DATA SUPPLIED

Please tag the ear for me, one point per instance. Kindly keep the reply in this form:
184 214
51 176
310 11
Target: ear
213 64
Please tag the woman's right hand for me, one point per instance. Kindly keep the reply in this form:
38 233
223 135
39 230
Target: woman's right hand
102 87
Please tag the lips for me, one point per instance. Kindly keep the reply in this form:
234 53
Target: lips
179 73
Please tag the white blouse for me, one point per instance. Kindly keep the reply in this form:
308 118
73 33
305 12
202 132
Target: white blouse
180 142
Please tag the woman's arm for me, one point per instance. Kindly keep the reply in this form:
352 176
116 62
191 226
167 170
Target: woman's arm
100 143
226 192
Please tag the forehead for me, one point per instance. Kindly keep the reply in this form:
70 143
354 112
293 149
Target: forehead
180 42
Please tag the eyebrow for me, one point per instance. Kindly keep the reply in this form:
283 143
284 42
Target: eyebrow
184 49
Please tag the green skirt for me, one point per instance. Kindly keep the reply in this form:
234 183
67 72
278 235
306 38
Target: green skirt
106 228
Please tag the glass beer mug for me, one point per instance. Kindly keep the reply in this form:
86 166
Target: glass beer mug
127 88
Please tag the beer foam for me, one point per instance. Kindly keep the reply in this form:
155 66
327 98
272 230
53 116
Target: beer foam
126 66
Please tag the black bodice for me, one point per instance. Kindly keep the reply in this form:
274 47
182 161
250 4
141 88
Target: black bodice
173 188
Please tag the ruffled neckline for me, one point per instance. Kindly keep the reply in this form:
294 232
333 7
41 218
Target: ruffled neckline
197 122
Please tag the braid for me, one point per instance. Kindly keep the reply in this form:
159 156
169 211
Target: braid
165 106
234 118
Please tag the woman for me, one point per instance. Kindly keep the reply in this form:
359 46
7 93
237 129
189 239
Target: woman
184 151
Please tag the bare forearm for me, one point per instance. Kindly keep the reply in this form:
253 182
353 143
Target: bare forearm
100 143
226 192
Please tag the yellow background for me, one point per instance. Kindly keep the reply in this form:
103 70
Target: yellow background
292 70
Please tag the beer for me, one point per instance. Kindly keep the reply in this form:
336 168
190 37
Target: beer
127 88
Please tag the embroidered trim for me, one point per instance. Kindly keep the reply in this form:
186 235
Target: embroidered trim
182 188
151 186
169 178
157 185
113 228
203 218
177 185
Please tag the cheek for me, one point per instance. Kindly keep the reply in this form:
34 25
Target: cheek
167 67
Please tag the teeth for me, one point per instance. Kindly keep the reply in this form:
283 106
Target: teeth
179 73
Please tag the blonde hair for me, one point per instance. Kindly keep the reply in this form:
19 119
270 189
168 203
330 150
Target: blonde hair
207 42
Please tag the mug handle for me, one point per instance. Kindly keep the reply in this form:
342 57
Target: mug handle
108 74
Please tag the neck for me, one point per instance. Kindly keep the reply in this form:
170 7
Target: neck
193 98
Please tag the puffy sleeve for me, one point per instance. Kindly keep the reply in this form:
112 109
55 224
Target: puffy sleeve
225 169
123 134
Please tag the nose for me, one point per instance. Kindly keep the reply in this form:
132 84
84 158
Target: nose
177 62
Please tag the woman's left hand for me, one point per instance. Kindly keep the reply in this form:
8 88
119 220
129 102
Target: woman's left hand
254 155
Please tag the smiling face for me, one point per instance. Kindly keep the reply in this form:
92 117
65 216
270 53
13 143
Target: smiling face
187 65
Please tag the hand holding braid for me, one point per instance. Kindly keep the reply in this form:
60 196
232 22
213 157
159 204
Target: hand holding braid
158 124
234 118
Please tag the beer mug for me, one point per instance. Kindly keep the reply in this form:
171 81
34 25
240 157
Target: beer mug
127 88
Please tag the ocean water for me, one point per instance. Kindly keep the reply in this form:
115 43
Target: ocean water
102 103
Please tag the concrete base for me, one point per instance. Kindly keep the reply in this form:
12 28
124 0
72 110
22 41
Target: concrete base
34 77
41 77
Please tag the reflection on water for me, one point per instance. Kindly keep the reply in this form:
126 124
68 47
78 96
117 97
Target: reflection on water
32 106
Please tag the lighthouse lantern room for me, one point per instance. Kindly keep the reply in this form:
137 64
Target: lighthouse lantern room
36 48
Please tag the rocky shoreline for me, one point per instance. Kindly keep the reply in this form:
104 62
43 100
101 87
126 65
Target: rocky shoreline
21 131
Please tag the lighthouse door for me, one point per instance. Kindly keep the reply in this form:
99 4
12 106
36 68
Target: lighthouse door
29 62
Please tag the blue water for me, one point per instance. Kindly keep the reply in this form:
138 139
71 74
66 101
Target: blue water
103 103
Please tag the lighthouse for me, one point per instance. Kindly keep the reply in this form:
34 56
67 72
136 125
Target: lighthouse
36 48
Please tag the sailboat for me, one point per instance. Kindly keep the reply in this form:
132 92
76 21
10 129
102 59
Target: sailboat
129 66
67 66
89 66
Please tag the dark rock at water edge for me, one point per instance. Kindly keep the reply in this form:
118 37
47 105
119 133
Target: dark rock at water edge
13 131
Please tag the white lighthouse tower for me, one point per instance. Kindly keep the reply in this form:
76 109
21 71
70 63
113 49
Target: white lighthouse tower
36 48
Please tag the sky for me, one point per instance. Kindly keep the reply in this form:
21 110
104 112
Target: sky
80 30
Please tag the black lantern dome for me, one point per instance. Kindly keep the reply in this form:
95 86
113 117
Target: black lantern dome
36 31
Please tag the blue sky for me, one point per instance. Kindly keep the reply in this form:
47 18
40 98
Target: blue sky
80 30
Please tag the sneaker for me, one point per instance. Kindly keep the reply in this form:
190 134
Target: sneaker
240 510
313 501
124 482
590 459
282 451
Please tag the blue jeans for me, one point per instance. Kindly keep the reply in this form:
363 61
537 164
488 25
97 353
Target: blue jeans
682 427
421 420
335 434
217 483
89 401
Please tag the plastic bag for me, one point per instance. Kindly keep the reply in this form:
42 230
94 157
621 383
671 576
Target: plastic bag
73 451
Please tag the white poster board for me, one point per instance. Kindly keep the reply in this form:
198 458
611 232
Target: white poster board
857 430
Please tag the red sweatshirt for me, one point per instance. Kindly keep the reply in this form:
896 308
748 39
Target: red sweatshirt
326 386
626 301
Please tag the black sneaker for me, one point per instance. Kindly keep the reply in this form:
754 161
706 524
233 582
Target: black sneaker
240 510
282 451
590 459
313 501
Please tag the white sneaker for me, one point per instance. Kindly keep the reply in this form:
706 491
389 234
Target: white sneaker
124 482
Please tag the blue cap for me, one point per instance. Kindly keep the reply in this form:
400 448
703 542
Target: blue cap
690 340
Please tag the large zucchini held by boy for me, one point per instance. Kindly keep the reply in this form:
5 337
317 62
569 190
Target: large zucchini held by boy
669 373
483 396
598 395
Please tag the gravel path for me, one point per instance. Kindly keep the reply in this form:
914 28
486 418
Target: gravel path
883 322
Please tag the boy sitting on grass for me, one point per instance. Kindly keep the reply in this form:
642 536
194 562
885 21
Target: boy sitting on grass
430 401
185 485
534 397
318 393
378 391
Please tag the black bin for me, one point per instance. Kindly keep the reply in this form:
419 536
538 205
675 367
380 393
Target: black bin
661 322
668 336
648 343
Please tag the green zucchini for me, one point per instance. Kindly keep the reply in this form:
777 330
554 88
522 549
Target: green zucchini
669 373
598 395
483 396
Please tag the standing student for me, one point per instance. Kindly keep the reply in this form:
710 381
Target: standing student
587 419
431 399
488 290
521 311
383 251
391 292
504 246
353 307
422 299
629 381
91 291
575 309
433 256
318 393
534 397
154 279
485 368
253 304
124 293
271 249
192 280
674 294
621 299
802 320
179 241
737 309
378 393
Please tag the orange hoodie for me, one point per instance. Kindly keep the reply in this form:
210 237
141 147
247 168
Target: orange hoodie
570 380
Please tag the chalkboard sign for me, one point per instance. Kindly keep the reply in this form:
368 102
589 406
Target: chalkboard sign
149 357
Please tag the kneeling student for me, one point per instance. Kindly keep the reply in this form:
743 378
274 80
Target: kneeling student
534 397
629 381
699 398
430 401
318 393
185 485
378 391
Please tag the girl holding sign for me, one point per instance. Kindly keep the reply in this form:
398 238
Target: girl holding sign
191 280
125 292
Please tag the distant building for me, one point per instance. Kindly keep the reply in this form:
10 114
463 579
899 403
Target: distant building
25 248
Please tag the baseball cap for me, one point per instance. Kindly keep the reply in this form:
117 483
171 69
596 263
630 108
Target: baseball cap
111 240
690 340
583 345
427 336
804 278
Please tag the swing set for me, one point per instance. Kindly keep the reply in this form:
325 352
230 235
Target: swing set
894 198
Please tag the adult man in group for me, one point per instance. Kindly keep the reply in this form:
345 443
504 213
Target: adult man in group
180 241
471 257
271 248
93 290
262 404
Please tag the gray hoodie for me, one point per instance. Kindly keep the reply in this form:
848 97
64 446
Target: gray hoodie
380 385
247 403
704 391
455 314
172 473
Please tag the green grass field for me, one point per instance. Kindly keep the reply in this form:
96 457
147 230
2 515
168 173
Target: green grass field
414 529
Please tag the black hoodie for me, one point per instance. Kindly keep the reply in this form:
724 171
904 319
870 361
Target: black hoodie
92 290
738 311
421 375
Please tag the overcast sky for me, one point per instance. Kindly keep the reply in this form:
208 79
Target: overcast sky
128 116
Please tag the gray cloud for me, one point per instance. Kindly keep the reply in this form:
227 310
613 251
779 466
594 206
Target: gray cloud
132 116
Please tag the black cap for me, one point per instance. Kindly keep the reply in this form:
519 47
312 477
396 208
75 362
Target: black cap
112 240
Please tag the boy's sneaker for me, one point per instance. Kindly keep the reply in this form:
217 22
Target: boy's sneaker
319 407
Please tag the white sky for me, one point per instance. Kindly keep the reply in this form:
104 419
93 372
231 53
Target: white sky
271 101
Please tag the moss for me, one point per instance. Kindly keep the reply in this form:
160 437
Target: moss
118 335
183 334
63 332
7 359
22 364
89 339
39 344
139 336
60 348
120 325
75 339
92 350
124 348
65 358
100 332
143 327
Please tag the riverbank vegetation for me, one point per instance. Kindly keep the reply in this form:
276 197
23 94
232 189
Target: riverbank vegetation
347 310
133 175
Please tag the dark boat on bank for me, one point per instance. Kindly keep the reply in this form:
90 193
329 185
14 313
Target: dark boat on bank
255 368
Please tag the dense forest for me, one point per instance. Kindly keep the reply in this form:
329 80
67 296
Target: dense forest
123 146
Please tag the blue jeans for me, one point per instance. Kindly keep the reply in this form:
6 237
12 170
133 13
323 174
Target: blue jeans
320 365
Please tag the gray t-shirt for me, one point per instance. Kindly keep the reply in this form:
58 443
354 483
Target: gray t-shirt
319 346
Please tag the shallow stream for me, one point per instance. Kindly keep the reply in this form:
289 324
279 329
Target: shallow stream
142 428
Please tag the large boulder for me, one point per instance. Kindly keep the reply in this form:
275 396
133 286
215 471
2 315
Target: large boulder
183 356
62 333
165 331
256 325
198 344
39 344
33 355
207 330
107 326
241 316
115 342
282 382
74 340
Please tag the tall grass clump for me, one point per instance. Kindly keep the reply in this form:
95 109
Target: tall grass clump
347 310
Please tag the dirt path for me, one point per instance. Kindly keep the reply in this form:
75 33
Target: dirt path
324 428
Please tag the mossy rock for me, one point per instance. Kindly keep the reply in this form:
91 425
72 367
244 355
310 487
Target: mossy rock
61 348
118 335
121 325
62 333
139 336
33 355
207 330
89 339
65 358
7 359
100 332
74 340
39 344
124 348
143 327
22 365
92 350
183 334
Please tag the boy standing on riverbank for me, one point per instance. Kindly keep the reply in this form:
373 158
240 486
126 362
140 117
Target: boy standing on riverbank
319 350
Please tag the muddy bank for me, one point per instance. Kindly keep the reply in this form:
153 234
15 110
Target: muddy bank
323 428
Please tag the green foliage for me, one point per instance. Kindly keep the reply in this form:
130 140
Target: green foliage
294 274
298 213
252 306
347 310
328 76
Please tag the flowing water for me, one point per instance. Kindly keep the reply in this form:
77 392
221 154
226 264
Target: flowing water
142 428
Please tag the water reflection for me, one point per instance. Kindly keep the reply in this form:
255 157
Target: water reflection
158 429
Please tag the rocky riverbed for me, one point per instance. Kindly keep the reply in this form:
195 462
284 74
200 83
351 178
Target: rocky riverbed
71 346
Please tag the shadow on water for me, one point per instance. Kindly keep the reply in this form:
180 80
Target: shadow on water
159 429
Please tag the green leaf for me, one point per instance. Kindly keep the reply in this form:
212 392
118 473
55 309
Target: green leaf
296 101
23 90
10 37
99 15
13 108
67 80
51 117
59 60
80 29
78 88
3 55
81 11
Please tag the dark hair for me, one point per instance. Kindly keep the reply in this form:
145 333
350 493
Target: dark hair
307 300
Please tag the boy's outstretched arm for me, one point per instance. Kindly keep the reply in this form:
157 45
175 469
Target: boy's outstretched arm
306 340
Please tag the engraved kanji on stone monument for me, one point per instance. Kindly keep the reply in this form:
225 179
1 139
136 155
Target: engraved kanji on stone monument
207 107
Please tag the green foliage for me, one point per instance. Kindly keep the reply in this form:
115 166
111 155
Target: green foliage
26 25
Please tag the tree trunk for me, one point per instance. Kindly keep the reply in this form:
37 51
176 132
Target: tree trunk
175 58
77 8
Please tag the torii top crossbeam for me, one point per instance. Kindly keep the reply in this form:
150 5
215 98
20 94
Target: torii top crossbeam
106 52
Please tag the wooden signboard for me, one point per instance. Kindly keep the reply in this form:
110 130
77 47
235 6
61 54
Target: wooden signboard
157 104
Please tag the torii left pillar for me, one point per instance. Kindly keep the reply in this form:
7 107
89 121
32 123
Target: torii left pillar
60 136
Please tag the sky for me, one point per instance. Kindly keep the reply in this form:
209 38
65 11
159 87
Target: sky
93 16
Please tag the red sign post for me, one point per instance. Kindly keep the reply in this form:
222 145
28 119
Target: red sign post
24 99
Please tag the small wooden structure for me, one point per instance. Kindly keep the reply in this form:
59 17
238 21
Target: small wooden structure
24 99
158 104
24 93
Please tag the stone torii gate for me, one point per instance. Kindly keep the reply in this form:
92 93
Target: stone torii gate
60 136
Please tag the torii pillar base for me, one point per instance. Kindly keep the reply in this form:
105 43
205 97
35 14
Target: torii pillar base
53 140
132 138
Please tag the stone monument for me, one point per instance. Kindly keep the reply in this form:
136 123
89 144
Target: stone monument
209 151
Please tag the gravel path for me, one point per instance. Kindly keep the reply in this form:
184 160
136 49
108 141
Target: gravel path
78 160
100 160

WHAT YOU HAVE TO DO
What you return must be the lines above that run from the line with "Please tag the lighthouse door" to the line with "Please tag the black sneaker", inclusive, each copied exactly.

ANSWER BOX
Please tag the lighthouse door for me, one point per instance. Kindly keep the reply in this form:
99 4
12 106
36 68
Target: lighthouse door
29 62
Please tag the blue water for me, one point per instance. Kindly keep the reply in this form:
138 139
71 74
66 101
Target: blue water
103 103
Please tag the lighthouse for me, one point per instance. Kindly keep the reply in this form:
34 56
67 72
136 125
Target: lighthouse
36 48
Please tag the sailboat for me, one point per instance. Kindly keep the reply in this form:
132 92
76 21
10 129
102 59
Target: sailboat
129 66
67 66
89 66
Please tag the dark rock at water edge for me, one point per instance. Kindly keep the reply in this form:
118 37
47 105
119 133
Target: dark rock at water edge
13 131
Please tag the white lighthouse tower for me, one point per instance. Kindly keep the reply in this form:
76 109
21 71
70 63
113 49
Target: white lighthouse tower
36 48
Please tag the sky for me, one point per instance. Kindly keep the reply in this form:
21 110
104 112
Target: sky
80 30
Please tag the black lantern dome for me, one point per instance. Kindly keep the reply in this form:
95 86
113 117
Target: black lantern dome
36 31
Please tag the blue sky for me, one point per instance. Kindly keep the reply in this form:
47 18
40 98
Target: blue sky
80 30
Please tag the sneaker for me, one point per instance. Kindly keep the reply in this form:
190 134
Target: sneaker
240 510
313 501
124 482
590 459
282 451
Please tag the blue jeans for me, one point per instance. Kindly keep the reply in this form:
363 61
537 164
488 25
97 353
Target: blue jeans
682 427
421 420
335 434
217 483
89 401
Please tag the plastic bag for me, one point per instance. Kindly keep the reply in this form:
42 230
94 157
621 383
671 576
Target: plastic bag
73 451
Please tag the white poster board for me, one point per instance. Kindly keep the reply in this form:
198 458
611 232
Target: white poster board
857 430
Please tag the red sweatshirt for me, one point per instance. Kindly keep the reply in this form:
896 308
748 39
Target: red sweatshirt
326 386
626 301
Please tag the black sneaker for me, one point per instance. Kindly keep the reply in this form:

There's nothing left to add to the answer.